:: Excerpted records
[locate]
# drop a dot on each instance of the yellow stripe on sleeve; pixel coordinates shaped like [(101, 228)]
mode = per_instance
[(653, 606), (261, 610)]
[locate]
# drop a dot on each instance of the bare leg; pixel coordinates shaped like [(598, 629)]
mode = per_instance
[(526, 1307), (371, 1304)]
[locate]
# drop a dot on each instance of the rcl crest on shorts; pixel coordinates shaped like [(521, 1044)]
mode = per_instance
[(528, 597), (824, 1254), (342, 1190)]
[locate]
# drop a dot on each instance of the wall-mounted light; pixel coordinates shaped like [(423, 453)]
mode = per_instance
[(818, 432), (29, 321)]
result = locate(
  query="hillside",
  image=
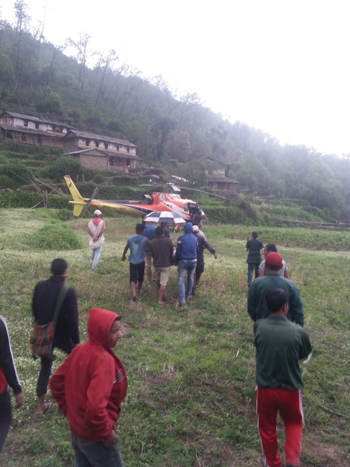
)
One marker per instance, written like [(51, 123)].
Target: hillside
[(171, 131)]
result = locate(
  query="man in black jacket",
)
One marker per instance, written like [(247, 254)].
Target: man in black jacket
[(67, 330), (202, 243), (8, 377)]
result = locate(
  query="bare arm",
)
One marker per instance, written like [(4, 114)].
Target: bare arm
[(124, 252)]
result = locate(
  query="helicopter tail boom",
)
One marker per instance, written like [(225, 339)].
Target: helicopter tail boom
[(78, 201)]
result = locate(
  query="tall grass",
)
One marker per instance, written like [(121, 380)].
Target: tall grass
[(191, 371)]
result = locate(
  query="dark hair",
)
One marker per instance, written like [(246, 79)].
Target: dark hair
[(139, 228), (271, 247), (275, 299), (273, 267), (58, 266)]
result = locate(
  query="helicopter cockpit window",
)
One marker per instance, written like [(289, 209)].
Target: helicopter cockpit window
[(193, 208)]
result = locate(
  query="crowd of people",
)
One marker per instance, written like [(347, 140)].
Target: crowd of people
[(90, 385)]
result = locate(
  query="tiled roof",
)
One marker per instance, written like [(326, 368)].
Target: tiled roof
[(35, 119), (104, 153), (29, 130), (83, 134), (222, 180)]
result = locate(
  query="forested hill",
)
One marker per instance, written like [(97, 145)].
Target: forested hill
[(98, 93)]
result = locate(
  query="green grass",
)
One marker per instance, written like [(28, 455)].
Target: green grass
[(191, 371)]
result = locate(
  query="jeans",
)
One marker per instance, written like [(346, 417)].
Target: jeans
[(251, 267), (189, 266), (94, 454), (5, 416), (96, 256), (44, 376)]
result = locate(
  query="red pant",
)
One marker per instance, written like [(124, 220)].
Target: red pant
[(289, 404)]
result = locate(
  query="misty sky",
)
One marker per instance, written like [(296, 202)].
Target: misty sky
[(280, 66)]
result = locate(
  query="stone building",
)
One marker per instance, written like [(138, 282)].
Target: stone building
[(100, 152), (26, 129)]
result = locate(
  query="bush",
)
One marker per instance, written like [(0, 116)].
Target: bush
[(54, 237)]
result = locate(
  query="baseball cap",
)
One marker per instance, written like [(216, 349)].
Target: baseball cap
[(273, 259)]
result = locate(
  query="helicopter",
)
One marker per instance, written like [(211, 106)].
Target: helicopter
[(169, 202)]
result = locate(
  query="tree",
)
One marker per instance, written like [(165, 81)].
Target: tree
[(83, 54), (104, 65), (163, 126), (22, 20)]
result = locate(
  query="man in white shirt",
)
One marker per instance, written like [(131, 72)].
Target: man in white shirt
[(95, 229)]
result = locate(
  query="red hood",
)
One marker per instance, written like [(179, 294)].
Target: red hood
[(99, 325)]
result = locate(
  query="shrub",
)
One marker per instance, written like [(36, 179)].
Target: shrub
[(64, 165), (54, 237)]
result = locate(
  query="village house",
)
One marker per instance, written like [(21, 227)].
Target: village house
[(94, 151), (26, 129), (100, 152)]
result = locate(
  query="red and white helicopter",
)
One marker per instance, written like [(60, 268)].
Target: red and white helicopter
[(170, 202)]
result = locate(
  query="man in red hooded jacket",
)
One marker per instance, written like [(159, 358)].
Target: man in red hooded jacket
[(89, 388)]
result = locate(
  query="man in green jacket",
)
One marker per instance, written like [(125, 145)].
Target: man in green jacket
[(280, 345), (257, 308)]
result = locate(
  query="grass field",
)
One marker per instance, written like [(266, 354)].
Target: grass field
[(191, 370)]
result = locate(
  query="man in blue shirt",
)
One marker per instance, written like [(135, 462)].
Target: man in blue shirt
[(186, 258), (150, 233), (137, 244)]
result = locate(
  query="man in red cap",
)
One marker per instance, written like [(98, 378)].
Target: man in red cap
[(280, 345), (257, 308)]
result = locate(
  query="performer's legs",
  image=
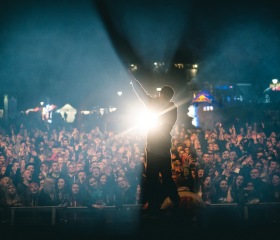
::::
**Written task:** Rewrite all of the data above with every "written like" swapped for "formatted as", keeping everything else the same. Leave the pictures out of your answer.

**Answer in full:**
[locate]
# drop a dot on each instance of the yellow stripe on sleeve; pixel coordinates shaped like [(101, 228)]
mode = per_instance
[(653, 606), (261, 610)]
[locate]
# drop a dot on each instance of the bare leg; pixel coordinates shaped like [(598, 629)]
mode = per_instance
[(526, 1307), (371, 1304)]
[locate]
# drop a dot on each instance of the rcl crest on shorts; pixel coordinates shaped like [(521, 1044)]
mode = per_instance
[(528, 597), (824, 1254), (342, 1190)]
[locate]
# drop a dot on each instance of the wall-mounted light; pixel coordinates shaped like [(423, 453)]
mode = per_instance
[(818, 432), (29, 321)]
result = locate(
  query="hillside",
  image=
)
One marker per instance, formatted as [(51, 123)].
Target: hillside
[(171, 131)]
result = locate(
  query="man in black jacket",
)
One marker per instance, formatted as [(247, 254)].
Target: man in black jacket
[(67, 330), (202, 243), (8, 377)]
result = locate(
  query="bare arm",
)
One marker per instance, formatted as [(4, 114)].
Target: bare arm
[(124, 252)]
result = locate(
  query="helicopter tail boom",
)
One marker per instance, formatted as [(225, 339)].
Target: helicopter tail boom
[(78, 201)]
result = locate(
  query="tall grass",
)
One marker per instance, formatted as [(121, 380)].
Target: tall grass
[(191, 371)]
result = locate(
  query="dark hair",
)
One marker per instance, formatted as [(246, 79)].
Target: dark hair
[(139, 228), (271, 247), (275, 299), (273, 267), (58, 266)]
result = locate(
  query="helicopter cockpit window",
)
One marker per instance, formatted as [(289, 209)].
Target: helicopter cockpit window
[(193, 208)]
result = locate(
  query="crowd of people",
)
One marker per instance, formatted as [(347, 140)].
Target: crowd of people
[(90, 385)]
result = locate(
  query="tiled roof",
)
One marker per instance, formatted as [(326, 368)].
Target: tiled roof
[(35, 119), (104, 153), (29, 130), (83, 134), (222, 180)]
result = locate(
  query="forested hill",
)
One marker per instance, formatted as [(97, 145)].
Target: forested hill
[(98, 93)]
result = locate(
  query="green grass",
)
One marker per instance, formatted as [(28, 455)].
Target: green grass
[(191, 371)]
result = locate(
  query="jeans",
)
One marker per instance, formatted as [(346, 417)].
Target: jeans
[(251, 267), (189, 266), (94, 454), (5, 416), (96, 256), (44, 376)]
result = locate(
  query="red pant",
)
One marker per instance, formatted as [(124, 220)].
Target: red pant
[(289, 404)]
result = locate(
  query="misty sky",
)
One marker per instance, formatted as [(296, 202)].
Target: misty sky
[(280, 66)]
result = locate(
  query="stone building",
)
One marker per instance, formatted as [(138, 282)].
Target: stone building
[(100, 152), (26, 129)]
result = locate(
  query="bush",
)
One marker per instance, formatted as [(0, 116)].
Target: bush
[(54, 237)]
result = locate(
  query="baseball cap",
)
One marker per instance, formatted as [(216, 349)].
Target: baseball cap
[(273, 259)]
result = locate(
  query="helicopter",
)
One marker per instance, formatted as [(211, 106)].
Target: helicopter
[(169, 202)]
result = locate(
  query="tree",
)
One marker per instance, formatted as [(165, 81)].
Target: tree
[(83, 54), (104, 65), (163, 126), (22, 20)]
result = locate(
  query="man in white shirt",
)
One marker per instance, formatted as [(131, 72)].
Target: man in white shirt
[(95, 229)]
result = locate(
  query="red hood",
)
One marker per instance, formatted as [(179, 294)].
Target: red hood
[(99, 325)]
result = locate(
  query="shrub",
)
One marker per instance, formatted as [(36, 179)].
Target: shrub
[(64, 165), (54, 237)]
result = locate(
  query="village house",
)
One marker per instance, formatted as [(21, 227)].
Target: village house
[(94, 151), (26, 129), (100, 152)]
result = locate(
  query="red and white helicopter",
)
One marker per instance, formatted as [(60, 268)].
Target: red and white helicopter
[(170, 202)]
result = locate(
  query="man in red hooded jacket",
)
One marker per instance, formatted as [(159, 358)].
Target: man in red hooded jacket
[(89, 388)]
result = locate(
  query="man in green jacket",
)
One marker per instance, formatted as [(125, 145)].
Target: man in green jacket
[(280, 345), (257, 308)]
result = locate(
  query="grass field",
)
One marker per instance, formatted as [(266, 354)].
Target: grass field
[(191, 370)]
result = locate(
  query="man in blue shirt",
)
One marker per instance, formatted as [(135, 462)].
Target: man in blue shirt
[(186, 258), (150, 233), (137, 244)]
result = locate(
  query="man in red cap",
)
One marker per instance, formatted as [(98, 378)].
Target: man in red cap
[(280, 345), (257, 308)]
result = locate(
  query="performer's legs",
  image=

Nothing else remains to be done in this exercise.